The records -
◆ ◆ ◆ ◆ ◆ ◆ ◆
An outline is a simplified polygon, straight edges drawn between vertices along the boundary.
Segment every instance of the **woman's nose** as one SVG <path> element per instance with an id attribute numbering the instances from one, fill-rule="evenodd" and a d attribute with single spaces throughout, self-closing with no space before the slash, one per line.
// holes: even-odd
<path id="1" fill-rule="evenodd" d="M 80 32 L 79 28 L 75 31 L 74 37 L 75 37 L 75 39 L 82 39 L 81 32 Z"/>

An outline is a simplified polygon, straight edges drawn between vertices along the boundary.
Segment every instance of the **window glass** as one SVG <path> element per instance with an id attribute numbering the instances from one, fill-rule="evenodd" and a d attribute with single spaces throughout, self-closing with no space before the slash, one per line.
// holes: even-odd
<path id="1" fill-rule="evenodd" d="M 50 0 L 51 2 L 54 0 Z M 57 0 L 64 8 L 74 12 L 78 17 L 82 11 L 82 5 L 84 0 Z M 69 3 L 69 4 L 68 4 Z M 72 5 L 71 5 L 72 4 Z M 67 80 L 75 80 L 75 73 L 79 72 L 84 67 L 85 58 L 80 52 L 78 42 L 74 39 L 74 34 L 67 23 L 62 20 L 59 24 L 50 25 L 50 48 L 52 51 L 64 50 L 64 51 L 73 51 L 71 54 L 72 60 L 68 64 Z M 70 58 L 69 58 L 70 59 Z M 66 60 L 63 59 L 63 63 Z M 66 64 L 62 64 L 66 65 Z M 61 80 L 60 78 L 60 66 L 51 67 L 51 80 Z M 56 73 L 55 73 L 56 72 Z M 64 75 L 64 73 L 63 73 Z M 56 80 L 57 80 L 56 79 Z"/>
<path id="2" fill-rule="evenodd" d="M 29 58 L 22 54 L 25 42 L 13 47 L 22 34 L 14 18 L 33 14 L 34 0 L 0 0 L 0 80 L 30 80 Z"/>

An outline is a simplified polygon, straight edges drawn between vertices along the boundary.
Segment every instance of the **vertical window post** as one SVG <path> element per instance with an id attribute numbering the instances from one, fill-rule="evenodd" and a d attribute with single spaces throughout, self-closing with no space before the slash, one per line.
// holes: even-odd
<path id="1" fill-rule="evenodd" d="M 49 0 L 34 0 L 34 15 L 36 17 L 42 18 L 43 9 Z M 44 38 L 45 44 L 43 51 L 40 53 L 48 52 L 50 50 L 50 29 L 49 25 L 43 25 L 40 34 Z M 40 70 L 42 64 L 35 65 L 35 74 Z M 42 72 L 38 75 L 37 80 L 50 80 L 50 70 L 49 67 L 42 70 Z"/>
◆ ◆ ◆ ◆ ◆ ◆ ◆
Exercise directions - Please turn every line of the records above into a Markdown table with the columns Row and Text, numbering the rows in order and leaving out blank lines.

Complete response -
| Row | Text |
|---|---|
| 1 | An outline is a simplified polygon, straight edges drawn between vertices along the boundary. |
| 2 | Segment every instance of the **woman's nose** as one SVG <path> element per instance with an id attribute numbering the instances from one, fill-rule="evenodd" and a d attribute with single spaces throughout, self-closing with no space before the slash, one per line. |
| 3 | // holes: even-odd |
| 4 | <path id="1" fill-rule="evenodd" d="M 80 32 L 79 28 L 75 31 L 74 37 L 75 37 L 75 39 L 82 39 L 81 32 Z"/> |
| 5 | An outline is a simplified polygon, straight edges drawn between vertices along the boundary. |
| 6 | Segment every instance of the **window glass** as one SVG <path> element per instance with an id attribute numbering the instances from one, fill-rule="evenodd" and a d attribute with single spaces throughout, self-closing with no space before the slash, one per line. |
| 7 | // holes: even-odd |
| 8 | <path id="1" fill-rule="evenodd" d="M 50 0 L 51 2 L 54 0 Z M 57 0 L 64 8 L 74 12 L 78 17 L 82 11 L 82 5 L 84 0 Z M 69 3 L 69 4 L 68 4 Z M 72 5 L 71 5 L 72 4 Z M 67 80 L 75 80 L 75 73 L 79 72 L 84 67 L 85 58 L 80 52 L 78 42 L 74 39 L 74 34 L 67 23 L 62 20 L 59 24 L 50 25 L 50 48 L 52 51 L 64 50 L 64 51 L 73 51 L 71 54 L 72 60 L 68 64 Z M 70 58 L 69 58 L 70 59 Z M 66 60 L 63 59 L 63 63 Z M 66 64 L 62 64 L 66 65 Z M 61 80 L 60 78 L 60 66 L 51 67 L 51 80 Z M 56 73 L 55 73 L 56 72 Z M 64 75 L 64 73 L 63 73 Z M 56 80 L 57 80 L 56 79 Z"/> |
| 9 | <path id="2" fill-rule="evenodd" d="M 29 58 L 22 54 L 25 42 L 13 47 L 22 34 L 14 18 L 33 14 L 34 0 L 0 0 L 0 80 L 30 80 Z"/> |
| 10 | An outline is a simplified polygon, straight edges drawn between vertices along the boundary. |
| 11 | Segment every instance of the **vertical window post** as one SVG <path> element per instance with an id attribute numbering the instances from one, fill-rule="evenodd" and a d attribute with single spaces throughout, self-closing with no space before the slash, one per line. |
| 12 | // holes: even-odd |
| 13 | <path id="1" fill-rule="evenodd" d="M 49 0 L 34 0 L 34 15 L 36 17 L 42 18 L 43 9 Z M 44 38 L 45 44 L 43 51 L 40 53 L 48 52 L 50 50 L 50 29 L 49 25 L 43 25 L 40 34 Z M 40 70 L 42 64 L 35 65 L 35 74 Z M 42 72 L 38 75 L 37 80 L 50 80 L 50 70 L 49 67 L 42 70 Z"/> |